> **Task description**
Please transcribe each of the records exactly as given.
Data listing section start
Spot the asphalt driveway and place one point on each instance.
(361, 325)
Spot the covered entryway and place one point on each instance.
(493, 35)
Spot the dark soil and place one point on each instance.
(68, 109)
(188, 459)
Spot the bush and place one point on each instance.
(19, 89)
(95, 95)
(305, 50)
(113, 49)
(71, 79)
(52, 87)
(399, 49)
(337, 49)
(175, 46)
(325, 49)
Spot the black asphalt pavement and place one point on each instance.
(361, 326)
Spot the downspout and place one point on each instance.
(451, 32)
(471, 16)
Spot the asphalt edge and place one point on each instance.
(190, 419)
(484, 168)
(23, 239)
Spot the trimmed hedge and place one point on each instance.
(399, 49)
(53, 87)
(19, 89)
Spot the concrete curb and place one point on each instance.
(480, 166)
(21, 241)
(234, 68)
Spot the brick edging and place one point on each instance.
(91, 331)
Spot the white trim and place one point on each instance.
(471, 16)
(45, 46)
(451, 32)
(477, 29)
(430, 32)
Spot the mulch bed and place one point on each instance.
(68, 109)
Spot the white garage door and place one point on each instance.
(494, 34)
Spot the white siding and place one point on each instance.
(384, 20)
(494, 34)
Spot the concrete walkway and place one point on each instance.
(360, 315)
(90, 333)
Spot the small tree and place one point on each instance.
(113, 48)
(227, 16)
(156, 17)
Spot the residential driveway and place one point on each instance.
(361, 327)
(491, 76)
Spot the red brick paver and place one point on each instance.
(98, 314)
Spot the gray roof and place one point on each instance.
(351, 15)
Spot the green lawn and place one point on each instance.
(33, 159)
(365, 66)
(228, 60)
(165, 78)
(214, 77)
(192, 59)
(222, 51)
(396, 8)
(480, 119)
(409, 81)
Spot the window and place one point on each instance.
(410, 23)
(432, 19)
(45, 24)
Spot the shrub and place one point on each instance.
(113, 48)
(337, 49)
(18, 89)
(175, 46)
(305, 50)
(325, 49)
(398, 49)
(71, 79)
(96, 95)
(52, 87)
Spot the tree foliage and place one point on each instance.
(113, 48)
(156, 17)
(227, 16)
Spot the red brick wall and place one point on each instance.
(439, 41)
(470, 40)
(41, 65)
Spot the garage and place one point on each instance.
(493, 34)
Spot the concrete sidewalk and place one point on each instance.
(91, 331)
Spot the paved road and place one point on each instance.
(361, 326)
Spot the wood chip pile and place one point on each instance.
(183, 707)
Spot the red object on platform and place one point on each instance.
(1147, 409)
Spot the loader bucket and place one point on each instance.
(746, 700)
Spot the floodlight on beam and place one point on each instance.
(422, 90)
Data listing section end
> **Solution for this problem**
Spot the asphalt driveway and place one point on each instance.
(361, 325)
Spot the covered entryway and place one point on each instance.
(493, 35)
Spot the dark soil and place one point on each instance.
(68, 109)
(188, 459)
Spot the bush and place one point on each instance.
(19, 89)
(95, 95)
(305, 50)
(113, 49)
(71, 79)
(52, 87)
(399, 49)
(337, 49)
(175, 46)
(325, 49)
Spot the black asphalt pavement and place one point on each instance.
(361, 326)
Spot the downspout and place one point on each instance.
(451, 32)
(471, 16)
Spot the asphalt edge and place one point on each instance.
(190, 419)
(484, 168)
(23, 239)
Spot the trimmed hedge and place one point on each instance.
(399, 49)
(53, 87)
(19, 89)
Spot the concrete curb and place one point on each instance.
(480, 166)
(21, 241)
(234, 68)
Spot the brick edging and place one point on each instance.
(91, 331)
Spot the white trim and place one point on each instance.
(471, 16)
(45, 46)
(451, 32)
(477, 29)
(430, 32)
Spot the mulch bed and place one point on each instance.
(68, 109)
Spot the white garage door and place one point on each instance.
(494, 34)
Spot the white siding and place one point on each instance.
(384, 20)
(494, 34)
Spot the concrete walkway and place one point on each instance.
(360, 315)
(90, 333)
Spot the small tree and place one point on each instance.
(113, 48)
(227, 16)
(156, 17)
Spot the residential driveway and place one point on each instance.
(361, 327)
(491, 76)
Spot the red brick paver and place one point on each instance.
(98, 314)
Spot the gray roof and place one point on each instance.
(351, 15)
Spot the green lawn and place one point on each instance.
(33, 159)
(365, 66)
(228, 60)
(165, 78)
(214, 77)
(192, 59)
(222, 51)
(396, 8)
(480, 119)
(409, 81)
Spot the window and place one point on each instance.
(410, 23)
(432, 19)
(45, 24)
Spot the shrub and place one point on each instance.
(113, 48)
(337, 49)
(18, 89)
(175, 46)
(305, 50)
(325, 49)
(398, 49)
(71, 79)
(96, 95)
(52, 87)
Spot the tree foliage and place one point on each instance.
(113, 48)
(156, 17)
(227, 16)
Spot the red brick wall and place one point on each instance.
(439, 41)
(470, 40)
(41, 65)
Spot the garage and place one point on each instance.
(493, 34)
Spot the concrete sidewalk and place one point on each instance.
(91, 331)
Spot the paved road and place one point on each instance.
(361, 326)
Spot the wood chip pile and place one point on each instance.
(183, 707)
Spot the red object on platform and place one point on each instance.
(1147, 409)
Spot the loader bucket and place one point on each instance.
(746, 700)
Spot the floodlight on beam and place one point on each instance.
(422, 90)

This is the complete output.